═════ Material shown ═════
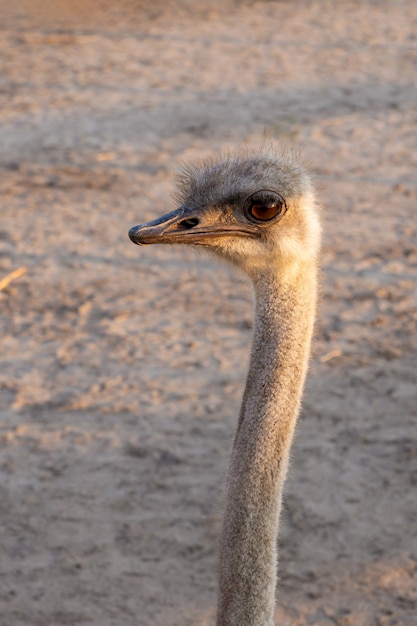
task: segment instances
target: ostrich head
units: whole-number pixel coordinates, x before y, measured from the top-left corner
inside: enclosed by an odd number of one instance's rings
[[[290,155],[268,149],[185,168],[176,196],[178,209],[130,229],[134,243],[204,246],[255,280],[317,256],[311,182]]]

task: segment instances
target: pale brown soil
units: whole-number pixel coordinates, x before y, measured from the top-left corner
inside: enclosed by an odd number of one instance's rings
[[[251,288],[127,230],[264,132],[325,229],[277,624],[417,623],[416,33],[414,0],[0,3],[1,626],[213,624]]]

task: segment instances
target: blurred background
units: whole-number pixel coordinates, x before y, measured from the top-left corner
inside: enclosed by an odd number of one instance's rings
[[[301,148],[321,303],[280,626],[411,626],[413,0],[0,1],[0,624],[210,626],[246,279],[128,229],[183,162]]]

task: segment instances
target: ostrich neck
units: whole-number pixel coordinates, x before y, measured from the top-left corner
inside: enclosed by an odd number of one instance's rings
[[[316,306],[316,268],[255,281],[252,354],[231,454],[217,626],[272,626],[282,487]]]

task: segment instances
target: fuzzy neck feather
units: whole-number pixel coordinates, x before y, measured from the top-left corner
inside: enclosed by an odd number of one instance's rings
[[[255,329],[233,445],[217,626],[273,626],[282,488],[300,408],[317,291],[315,263],[254,280]]]

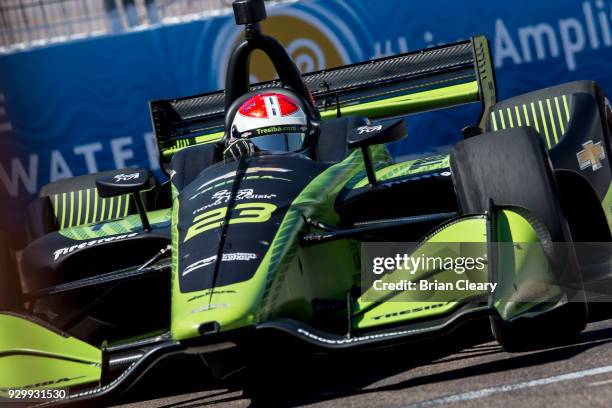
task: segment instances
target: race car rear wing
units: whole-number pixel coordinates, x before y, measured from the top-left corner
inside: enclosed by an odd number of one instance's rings
[[[450,45],[312,72],[303,76],[323,118],[408,115],[480,101],[480,125],[497,102],[484,36]],[[280,86],[262,82],[251,89]],[[150,103],[162,165],[185,147],[223,136],[224,91]]]

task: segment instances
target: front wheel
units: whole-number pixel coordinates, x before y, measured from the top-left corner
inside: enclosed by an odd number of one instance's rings
[[[451,168],[464,213],[484,213],[491,200],[497,206],[526,209],[545,227],[548,240],[571,243],[548,154],[533,129],[485,133],[458,143],[451,153]],[[554,273],[571,302],[541,314],[513,316],[510,321],[492,317],[493,334],[504,349],[541,348],[568,340],[584,329],[587,305],[582,279],[573,246],[565,248],[569,250],[553,248],[552,261],[563,266],[554,268]]]

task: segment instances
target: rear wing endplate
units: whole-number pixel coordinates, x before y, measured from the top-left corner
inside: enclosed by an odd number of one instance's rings
[[[484,36],[450,45],[312,72],[303,76],[323,118],[371,119],[478,102],[479,125],[497,102],[495,73]],[[280,86],[278,81],[251,89]],[[178,150],[223,136],[224,91],[150,103],[162,165]]]

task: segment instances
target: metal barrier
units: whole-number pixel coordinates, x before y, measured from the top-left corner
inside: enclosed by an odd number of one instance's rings
[[[231,0],[3,0],[0,52],[229,12]]]

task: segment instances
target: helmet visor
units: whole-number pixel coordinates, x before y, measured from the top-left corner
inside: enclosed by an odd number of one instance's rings
[[[294,152],[302,148],[304,133],[276,133],[268,136],[258,136],[251,138],[251,142],[259,150]]]
[[[302,148],[307,132],[307,126],[271,126],[244,132],[241,136],[248,137],[259,150],[295,152]]]

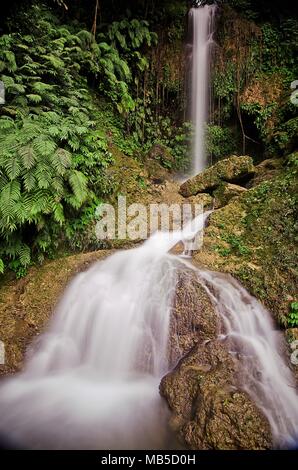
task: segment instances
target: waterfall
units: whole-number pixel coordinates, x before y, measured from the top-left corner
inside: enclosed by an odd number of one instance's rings
[[[148,245],[79,274],[24,371],[0,389],[0,431],[33,449],[159,449],[175,262]],[[166,248],[165,248],[166,249]]]
[[[213,41],[216,6],[191,8],[192,32],[191,118],[194,125],[192,174],[206,167],[205,125],[208,120],[210,50]]]
[[[198,276],[222,319],[221,340],[241,362],[240,386],[268,419],[274,446],[297,447],[298,396],[281,331],[232,276],[202,270]]]
[[[207,214],[208,215],[208,214]],[[0,433],[33,449],[165,449],[174,445],[159,396],[168,372],[171,308],[178,273],[192,269],[222,322],[220,340],[241,374],[237,385],[267,417],[276,447],[295,443],[295,384],[282,334],[269,313],[231,276],[169,254],[201,231],[156,232],[78,274],[24,370],[0,387]],[[297,443],[297,440],[296,440]]]
[[[24,371],[0,387],[0,434],[33,449],[168,448],[159,383],[167,360],[179,258],[203,229],[156,232],[78,274]]]

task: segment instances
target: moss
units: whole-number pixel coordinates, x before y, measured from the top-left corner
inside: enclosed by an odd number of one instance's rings
[[[222,181],[240,182],[251,178],[254,173],[255,168],[252,158],[248,156],[232,156],[225,160],[220,160],[194,178],[187,180],[181,185],[180,192],[184,197],[204,192],[209,193],[217,188]]]
[[[65,286],[77,272],[107,256],[108,251],[80,254],[32,267],[24,279],[0,288],[0,330],[6,363],[0,374],[19,369],[29,342],[47,323]]]
[[[229,272],[281,324],[297,286],[297,179],[293,169],[248,190],[216,211],[196,259]]]

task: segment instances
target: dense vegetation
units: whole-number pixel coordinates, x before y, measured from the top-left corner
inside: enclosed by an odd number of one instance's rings
[[[171,155],[162,165],[187,167],[190,3],[28,0],[4,7],[0,272],[21,276],[59,249],[81,248],[75,238],[118,191],[108,171],[117,151],[143,164],[158,143]],[[291,4],[231,0],[219,9],[211,160],[290,153],[298,128],[290,101],[298,77]]]
[[[126,155],[156,141],[174,144],[176,161],[164,163],[183,164],[186,134],[173,133],[157,110],[164,102],[150,105],[148,54],[157,33],[128,16],[95,34],[71,18],[63,24],[37,2],[7,21],[0,38],[2,272],[7,263],[22,275],[32,258],[53,254],[61,237],[71,241],[94,218],[114,189],[105,172],[113,163],[109,143]]]

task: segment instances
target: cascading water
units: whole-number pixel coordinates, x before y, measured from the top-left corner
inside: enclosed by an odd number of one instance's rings
[[[269,421],[276,447],[297,447],[298,396],[283,336],[269,312],[232,276],[198,271],[223,322],[221,339],[241,361],[240,386]]]
[[[79,274],[24,371],[0,389],[0,433],[13,446],[168,447],[158,387],[179,258],[167,252],[203,228],[157,232]]]
[[[297,394],[269,313],[232,277],[168,254],[203,229],[157,232],[79,274],[24,371],[0,388],[0,432],[12,446],[160,449],[171,445],[158,387],[178,272],[192,269],[218,309],[221,339],[242,364],[243,388],[267,417],[276,446],[295,443]],[[297,441],[296,441],[297,442]]]
[[[191,8],[192,32],[191,117],[194,124],[192,174],[206,167],[204,128],[208,119],[210,51],[216,5]]]

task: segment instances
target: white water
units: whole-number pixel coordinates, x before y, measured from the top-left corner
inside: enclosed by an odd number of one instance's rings
[[[282,337],[269,313],[232,277],[198,270],[168,251],[201,230],[155,233],[79,274],[25,369],[0,388],[0,433],[50,449],[160,449],[171,445],[158,387],[178,268],[198,278],[223,321],[221,339],[242,364],[239,383],[263,411],[275,445],[297,444],[298,402]]]
[[[158,392],[179,258],[168,251],[203,228],[155,233],[79,274],[25,370],[0,388],[0,433],[50,449],[159,449],[169,445]]]
[[[192,8],[189,13],[192,43],[191,114],[194,124],[192,174],[206,167],[204,129],[208,120],[210,51],[216,6]]]
[[[199,271],[223,320],[222,340],[241,360],[241,388],[267,417],[276,447],[297,447],[298,395],[285,343],[269,312],[232,276]]]

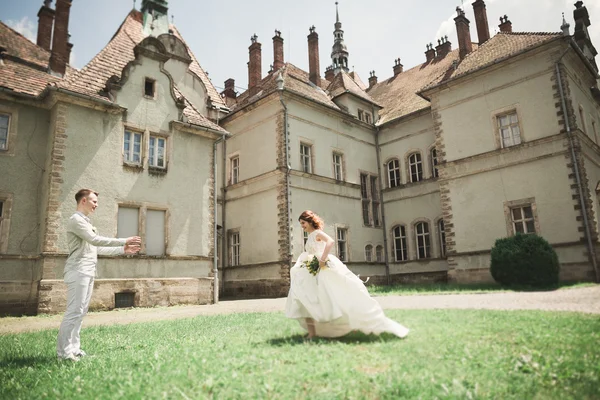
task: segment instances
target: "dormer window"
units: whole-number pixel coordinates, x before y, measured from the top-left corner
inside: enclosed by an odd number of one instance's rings
[[[146,78],[144,80],[144,96],[154,99],[155,94],[156,94],[156,81],[154,79]]]
[[[371,124],[373,122],[373,116],[370,112],[358,109],[358,120]]]

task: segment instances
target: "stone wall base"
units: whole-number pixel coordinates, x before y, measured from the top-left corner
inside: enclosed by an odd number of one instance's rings
[[[35,315],[37,287],[38,283],[31,281],[0,281],[0,317]]]
[[[360,277],[365,280],[366,276]],[[407,274],[391,274],[390,283],[392,285],[400,284],[427,284],[427,283],[446,283],[447,273],[446,271],[436,272],[416,272]],[[370,276],[367,285],[387,285],[387,278],[385,275]]]
[[[90,303],[91,311],[115,308],[115,293],[134,293],[134,307],[211,304],[212,278],[97,279]],[[43,279],[39,284],[40,314],[65,311],[67,285],[62,280]]]
[[[283,279],[226,281],[224,286],[222,297],[230,299],[285,297],[290,290]]]

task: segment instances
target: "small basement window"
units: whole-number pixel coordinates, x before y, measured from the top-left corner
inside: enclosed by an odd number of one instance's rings
[[[115,308],[134,307],[135,293],[115,293]]]
[[[156,81],[154,79],[146,78],[144,81],[144,95],[147,97],[154,98],[156,91]]]

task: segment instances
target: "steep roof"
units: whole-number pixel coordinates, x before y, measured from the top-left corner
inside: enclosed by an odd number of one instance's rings
[[[223,99],[219,96],[217,90],[208,79],[208,76],[194,57],[189,46],[185,43],[174,26],[171,26],[171,29],[185,44],[188,53],[192,57],[189,70],[202,81],[206,87],[210,100],[213,103],[225,107],[226,105]],[[145,38],[146,35],[144,35],[142,29],[142,13],[137,10],[132,10],[104,49],[102,49],[102,51],[100,51],[100,53],[98,53],[85,67],[71,75],[66,81],[59,83],[58,86],[67,90],[107,100],[107,97],[101,93],[106,86],[107,80],[113,75],[121,77],[125,66],[135,59],[134,48]],[[177,92],[180,93],[179,91]],[[186,105],[187,107],[184,109],[184,115],[186,115],[190,123],[223,131],[218,125],[201,115],[187,100]]]
[[[300,96],[313,100],[327,107],[331,107],[335,110],[341,110],[331,100],[325,91],[326,86],[329,84],[328,81],[321,79],[321,86],[319,87],[310,81],[308,78],[308,72],[301,70],[293,64],[286,63],[278,71],[272,72],[263,78],[258,85],[258,91],[254,92],[252,90],[246,90],[244,93],[242,93],[236,99],[236,103],[231,110],[232,113],[276,91],[277,77],[280,73],[283,78],[283,86],[286,90],[299,94]]]
[[[329,95],[332,99],[335,99],[344,93],[350,93],[364,101],[379,105],[359,86],[359,84],[350,76],[349,73],[343,70],[335,75],[327,90],[329,91]]]
[[[0,22],[0,46],[6,48],[4,65],[0,65],[0,87],[16,93],[39,95],[49,83],[63,78],[48,73],[50,52]],[[66,76],[76,70],[67,66]]]
[[[458,59],[457,49],[445,57],[434,58],[379,82],[368,90],[368,94],[383,106],[378,125],[429,107],[429,102],[417,93],[431,82],[439,81]]]

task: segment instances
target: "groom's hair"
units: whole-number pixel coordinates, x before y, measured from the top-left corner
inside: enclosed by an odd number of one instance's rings
[[[88,197],[90,193],[94,193],[96,196],[98,196],[98,192],[94,192],[92,189],[81,189],[80,191],[75,193],[75,201],[77,202],[77,204],[79,204],[81,199]]]
[[[321,219],[321,217],[319,217],[317,214],[310,210],[306,210],[302,214],[300,214],[298,220],[308,222],[315,229],[323,229],[323,227],[325,226],[325,222],[323,222],[323,219]]]

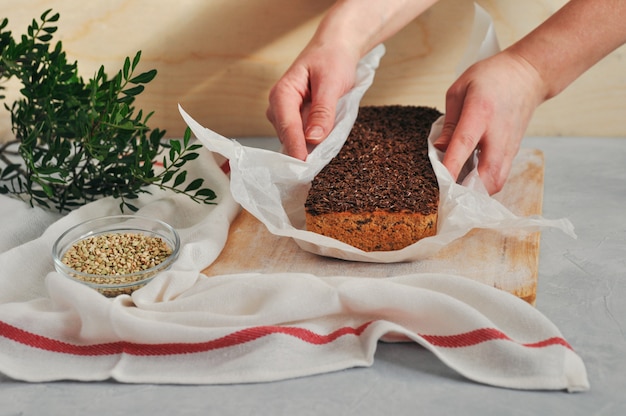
═════
### The problem
Return all lines of the data in which the string "rear" appears.

### Solution to the problem
target: race car rear wing
target: rear wing endplate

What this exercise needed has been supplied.